Data entries

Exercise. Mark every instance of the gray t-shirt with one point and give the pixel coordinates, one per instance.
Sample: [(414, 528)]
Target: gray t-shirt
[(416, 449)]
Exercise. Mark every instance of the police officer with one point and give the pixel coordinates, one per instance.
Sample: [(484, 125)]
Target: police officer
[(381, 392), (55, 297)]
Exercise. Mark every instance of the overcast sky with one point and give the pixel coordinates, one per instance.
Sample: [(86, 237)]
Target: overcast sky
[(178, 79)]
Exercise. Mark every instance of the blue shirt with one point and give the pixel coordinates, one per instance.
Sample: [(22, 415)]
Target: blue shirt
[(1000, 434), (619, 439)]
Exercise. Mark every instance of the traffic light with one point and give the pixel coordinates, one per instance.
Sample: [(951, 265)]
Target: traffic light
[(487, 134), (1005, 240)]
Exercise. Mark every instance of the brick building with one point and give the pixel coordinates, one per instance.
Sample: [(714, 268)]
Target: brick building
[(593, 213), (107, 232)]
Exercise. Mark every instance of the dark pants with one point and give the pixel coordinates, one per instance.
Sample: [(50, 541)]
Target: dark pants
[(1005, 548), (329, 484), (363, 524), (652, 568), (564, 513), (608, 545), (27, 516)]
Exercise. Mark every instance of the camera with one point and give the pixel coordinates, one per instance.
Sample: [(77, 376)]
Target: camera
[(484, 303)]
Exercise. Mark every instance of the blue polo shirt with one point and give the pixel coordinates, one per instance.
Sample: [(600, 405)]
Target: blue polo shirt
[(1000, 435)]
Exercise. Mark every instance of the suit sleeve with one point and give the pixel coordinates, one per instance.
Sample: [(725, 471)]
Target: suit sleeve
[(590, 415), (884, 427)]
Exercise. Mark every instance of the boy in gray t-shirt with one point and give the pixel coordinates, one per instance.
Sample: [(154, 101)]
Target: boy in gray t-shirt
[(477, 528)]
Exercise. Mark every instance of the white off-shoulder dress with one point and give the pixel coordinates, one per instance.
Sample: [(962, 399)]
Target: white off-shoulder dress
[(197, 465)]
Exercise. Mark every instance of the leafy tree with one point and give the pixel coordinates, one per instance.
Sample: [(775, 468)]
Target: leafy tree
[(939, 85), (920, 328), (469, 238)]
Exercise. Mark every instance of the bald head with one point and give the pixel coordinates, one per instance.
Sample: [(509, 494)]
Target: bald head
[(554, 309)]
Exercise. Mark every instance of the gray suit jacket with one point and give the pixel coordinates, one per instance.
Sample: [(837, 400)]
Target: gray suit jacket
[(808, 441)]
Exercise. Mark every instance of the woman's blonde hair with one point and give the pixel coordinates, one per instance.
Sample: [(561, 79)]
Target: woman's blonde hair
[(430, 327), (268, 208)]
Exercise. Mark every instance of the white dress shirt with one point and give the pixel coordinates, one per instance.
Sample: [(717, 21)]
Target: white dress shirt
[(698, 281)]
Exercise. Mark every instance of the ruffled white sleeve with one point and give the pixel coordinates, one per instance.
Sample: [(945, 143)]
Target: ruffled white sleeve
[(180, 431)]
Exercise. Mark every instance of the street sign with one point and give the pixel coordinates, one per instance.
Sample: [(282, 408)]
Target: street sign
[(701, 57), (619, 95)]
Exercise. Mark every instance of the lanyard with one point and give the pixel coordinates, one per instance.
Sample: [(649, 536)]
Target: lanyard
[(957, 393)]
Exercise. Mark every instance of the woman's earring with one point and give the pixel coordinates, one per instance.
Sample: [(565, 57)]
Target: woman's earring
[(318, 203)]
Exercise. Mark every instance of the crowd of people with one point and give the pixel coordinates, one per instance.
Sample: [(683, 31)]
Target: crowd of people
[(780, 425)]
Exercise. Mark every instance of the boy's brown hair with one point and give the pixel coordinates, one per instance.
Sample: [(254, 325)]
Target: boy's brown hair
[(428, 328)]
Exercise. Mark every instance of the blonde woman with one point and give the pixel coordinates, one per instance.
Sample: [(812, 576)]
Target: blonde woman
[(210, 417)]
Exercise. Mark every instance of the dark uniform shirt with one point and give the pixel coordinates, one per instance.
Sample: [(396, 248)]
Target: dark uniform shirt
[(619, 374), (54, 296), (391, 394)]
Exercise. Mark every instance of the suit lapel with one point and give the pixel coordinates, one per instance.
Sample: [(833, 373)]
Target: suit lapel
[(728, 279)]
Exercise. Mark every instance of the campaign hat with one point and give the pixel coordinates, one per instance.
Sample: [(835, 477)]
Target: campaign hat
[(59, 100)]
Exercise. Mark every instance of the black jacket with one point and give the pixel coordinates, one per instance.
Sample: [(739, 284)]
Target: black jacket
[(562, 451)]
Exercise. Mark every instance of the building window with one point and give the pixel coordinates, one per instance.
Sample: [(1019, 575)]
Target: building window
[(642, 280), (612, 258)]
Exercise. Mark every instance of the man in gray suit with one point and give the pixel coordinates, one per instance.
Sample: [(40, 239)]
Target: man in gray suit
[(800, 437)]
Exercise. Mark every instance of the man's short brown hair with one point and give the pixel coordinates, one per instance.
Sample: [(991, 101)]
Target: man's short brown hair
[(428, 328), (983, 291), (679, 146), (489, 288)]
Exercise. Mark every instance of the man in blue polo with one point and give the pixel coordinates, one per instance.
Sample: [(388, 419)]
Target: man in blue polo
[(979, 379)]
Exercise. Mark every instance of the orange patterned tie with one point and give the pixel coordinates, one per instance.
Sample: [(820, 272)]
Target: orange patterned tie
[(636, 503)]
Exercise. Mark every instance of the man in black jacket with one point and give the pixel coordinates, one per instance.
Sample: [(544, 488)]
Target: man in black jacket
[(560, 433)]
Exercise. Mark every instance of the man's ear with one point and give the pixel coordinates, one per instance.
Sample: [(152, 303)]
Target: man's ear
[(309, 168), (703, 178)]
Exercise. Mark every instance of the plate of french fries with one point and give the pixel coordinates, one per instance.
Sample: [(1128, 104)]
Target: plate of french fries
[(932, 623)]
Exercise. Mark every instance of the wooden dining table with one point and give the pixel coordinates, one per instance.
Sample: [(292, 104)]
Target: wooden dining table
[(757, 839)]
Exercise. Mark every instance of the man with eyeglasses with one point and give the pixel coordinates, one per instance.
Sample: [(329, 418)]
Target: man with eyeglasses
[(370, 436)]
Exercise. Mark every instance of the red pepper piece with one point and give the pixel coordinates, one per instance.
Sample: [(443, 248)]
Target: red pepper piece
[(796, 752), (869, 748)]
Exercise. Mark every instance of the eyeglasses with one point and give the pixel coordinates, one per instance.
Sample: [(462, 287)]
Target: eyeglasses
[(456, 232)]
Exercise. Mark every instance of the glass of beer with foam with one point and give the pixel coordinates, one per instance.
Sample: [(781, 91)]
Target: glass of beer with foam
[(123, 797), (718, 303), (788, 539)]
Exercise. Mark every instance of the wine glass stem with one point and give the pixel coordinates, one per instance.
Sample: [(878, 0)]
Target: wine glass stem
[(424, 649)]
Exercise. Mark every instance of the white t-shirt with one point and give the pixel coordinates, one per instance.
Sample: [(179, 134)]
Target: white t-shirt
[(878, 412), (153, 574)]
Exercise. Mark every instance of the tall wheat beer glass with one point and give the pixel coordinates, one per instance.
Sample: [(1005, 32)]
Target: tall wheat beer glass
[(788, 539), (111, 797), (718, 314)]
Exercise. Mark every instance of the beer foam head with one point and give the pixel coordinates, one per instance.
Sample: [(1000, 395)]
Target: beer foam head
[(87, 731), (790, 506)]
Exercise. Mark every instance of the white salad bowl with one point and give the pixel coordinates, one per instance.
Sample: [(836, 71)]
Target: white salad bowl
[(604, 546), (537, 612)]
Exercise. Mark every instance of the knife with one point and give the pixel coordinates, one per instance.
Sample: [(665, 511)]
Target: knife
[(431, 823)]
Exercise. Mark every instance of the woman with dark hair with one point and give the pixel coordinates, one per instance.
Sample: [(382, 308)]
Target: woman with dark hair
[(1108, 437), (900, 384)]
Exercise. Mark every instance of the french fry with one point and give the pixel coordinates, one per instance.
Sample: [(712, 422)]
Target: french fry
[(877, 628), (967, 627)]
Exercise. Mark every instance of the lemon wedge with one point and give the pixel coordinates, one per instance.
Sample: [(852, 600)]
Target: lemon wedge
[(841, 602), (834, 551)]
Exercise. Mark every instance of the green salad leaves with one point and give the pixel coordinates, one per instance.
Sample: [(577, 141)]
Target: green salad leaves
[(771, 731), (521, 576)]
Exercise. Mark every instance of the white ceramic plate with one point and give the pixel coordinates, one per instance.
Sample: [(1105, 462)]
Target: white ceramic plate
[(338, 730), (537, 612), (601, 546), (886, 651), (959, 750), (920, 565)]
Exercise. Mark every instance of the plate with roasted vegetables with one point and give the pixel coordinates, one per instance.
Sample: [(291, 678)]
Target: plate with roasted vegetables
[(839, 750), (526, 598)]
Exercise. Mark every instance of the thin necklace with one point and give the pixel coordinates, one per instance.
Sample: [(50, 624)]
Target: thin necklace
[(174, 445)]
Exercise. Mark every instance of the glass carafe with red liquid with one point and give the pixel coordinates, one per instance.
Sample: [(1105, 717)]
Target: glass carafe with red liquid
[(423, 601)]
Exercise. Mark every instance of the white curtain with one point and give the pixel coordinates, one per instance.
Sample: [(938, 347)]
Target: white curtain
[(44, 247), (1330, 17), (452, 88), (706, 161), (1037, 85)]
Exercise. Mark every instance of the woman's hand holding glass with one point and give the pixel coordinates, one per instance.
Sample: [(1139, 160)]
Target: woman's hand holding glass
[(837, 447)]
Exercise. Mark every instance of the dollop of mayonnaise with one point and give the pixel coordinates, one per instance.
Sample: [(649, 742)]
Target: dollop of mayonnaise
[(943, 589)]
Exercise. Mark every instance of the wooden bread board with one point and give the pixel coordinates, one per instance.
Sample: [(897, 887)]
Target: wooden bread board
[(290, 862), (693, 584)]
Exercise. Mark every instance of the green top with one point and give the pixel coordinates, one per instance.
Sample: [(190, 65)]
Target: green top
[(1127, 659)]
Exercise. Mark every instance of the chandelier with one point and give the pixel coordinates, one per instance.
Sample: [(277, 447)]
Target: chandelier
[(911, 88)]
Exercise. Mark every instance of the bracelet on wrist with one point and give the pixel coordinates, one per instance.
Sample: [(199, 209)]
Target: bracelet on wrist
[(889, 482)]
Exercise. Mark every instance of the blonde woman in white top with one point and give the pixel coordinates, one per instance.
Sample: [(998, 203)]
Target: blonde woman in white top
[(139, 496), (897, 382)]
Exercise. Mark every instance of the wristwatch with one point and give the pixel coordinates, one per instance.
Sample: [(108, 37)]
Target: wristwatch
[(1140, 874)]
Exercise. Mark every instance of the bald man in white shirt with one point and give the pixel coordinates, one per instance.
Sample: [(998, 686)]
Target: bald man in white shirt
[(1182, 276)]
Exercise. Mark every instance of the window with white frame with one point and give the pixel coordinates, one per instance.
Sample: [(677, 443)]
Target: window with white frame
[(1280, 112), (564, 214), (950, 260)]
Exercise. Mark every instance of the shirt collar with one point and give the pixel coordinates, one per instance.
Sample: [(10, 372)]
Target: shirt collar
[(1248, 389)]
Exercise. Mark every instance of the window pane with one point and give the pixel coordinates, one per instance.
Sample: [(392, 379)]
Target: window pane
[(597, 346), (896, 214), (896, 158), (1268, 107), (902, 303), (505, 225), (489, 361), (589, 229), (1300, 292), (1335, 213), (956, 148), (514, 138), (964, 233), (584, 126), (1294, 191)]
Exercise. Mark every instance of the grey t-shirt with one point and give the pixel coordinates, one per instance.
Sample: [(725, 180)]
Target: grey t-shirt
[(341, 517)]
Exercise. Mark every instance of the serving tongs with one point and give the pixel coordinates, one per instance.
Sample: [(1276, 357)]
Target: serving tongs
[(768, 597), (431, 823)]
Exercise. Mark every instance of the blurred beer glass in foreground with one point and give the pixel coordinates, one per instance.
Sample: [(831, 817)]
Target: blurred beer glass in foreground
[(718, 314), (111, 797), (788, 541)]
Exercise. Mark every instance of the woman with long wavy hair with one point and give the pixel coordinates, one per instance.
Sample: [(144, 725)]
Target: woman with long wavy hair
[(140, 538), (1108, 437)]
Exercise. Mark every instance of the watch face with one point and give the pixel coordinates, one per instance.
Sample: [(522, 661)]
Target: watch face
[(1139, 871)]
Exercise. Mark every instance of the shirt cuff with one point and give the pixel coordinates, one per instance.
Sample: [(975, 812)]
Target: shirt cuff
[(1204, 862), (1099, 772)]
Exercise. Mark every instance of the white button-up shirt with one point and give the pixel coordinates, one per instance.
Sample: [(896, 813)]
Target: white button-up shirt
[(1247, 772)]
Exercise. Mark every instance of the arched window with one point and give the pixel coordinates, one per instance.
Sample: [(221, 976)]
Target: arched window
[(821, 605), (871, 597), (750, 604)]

EXERCISE DESCRIPTION –
Retype the entries above exactly, but only from the line containing "Sample: [(388, 419)]" through the line containing "Exercise. Mark every instance of the man's ear", both included.

TASK RESPONSE –
Sample: [(388, 419)]
Target: man in blue polo
[(979, 379)]
Exercise. Mark every instance of the orange patterned tie with one point and give the pixel coordinates, one per instance.
Sample: [(820, 272)]
Target: orange patterned tie
[(636, 503)]
Exercise. Mark every instance of the man in black jacket with one point and give the pixel coordinates, one per instance.
Sample: [(544, 488)]
Target: man in black jacket
[(560, 433)]
Exercise. Mark every instance of the man's ear with one point and give the pixel coordinates, one per instance.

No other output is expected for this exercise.